- Exercise requirements -
Reproduce the material from its first line through the line containing "[0, 329, 1456, 816]", substituting "desert ridge" for "dune ridge" and leaving everything else unchanged.

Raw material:
=======

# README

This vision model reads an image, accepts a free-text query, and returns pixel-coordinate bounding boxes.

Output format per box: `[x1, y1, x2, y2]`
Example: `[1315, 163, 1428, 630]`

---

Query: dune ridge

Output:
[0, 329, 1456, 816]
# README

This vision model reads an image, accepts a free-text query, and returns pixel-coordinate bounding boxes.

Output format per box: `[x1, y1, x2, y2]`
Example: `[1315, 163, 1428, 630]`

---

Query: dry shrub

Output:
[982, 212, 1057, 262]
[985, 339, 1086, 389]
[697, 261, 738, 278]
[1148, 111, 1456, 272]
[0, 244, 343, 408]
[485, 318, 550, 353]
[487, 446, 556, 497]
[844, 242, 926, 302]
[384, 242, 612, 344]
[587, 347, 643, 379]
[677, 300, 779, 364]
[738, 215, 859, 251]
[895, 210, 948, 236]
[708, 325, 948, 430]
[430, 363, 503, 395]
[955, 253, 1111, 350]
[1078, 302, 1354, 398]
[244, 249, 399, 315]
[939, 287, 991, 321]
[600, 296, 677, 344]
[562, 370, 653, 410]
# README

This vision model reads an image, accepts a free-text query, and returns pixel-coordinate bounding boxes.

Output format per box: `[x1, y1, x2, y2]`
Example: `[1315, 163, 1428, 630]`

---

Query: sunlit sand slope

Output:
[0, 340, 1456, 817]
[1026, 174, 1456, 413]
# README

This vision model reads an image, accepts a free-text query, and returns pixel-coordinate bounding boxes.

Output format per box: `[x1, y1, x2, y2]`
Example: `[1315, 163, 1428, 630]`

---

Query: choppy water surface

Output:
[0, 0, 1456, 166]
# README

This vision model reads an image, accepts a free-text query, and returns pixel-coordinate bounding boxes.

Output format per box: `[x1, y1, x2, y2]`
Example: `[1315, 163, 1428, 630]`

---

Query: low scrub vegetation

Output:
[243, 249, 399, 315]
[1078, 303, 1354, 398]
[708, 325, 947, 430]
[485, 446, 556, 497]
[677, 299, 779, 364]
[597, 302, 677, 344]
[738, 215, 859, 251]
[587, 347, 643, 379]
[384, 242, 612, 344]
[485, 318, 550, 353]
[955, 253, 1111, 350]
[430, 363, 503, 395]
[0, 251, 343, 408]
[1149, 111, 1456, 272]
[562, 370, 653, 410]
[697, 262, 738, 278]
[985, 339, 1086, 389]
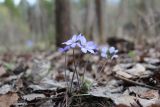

=======

- Output for this task -
# README

This vision model reads an image, accepts a free-text query, and returns pixel-coordinate bounding boxes.

Output format per box: `[x1, y1, x2, y2]`
Example: `[1315, 163, 1428, 630]`

---

Query: desert ridge

Output:
[0, 329, 1456, 816]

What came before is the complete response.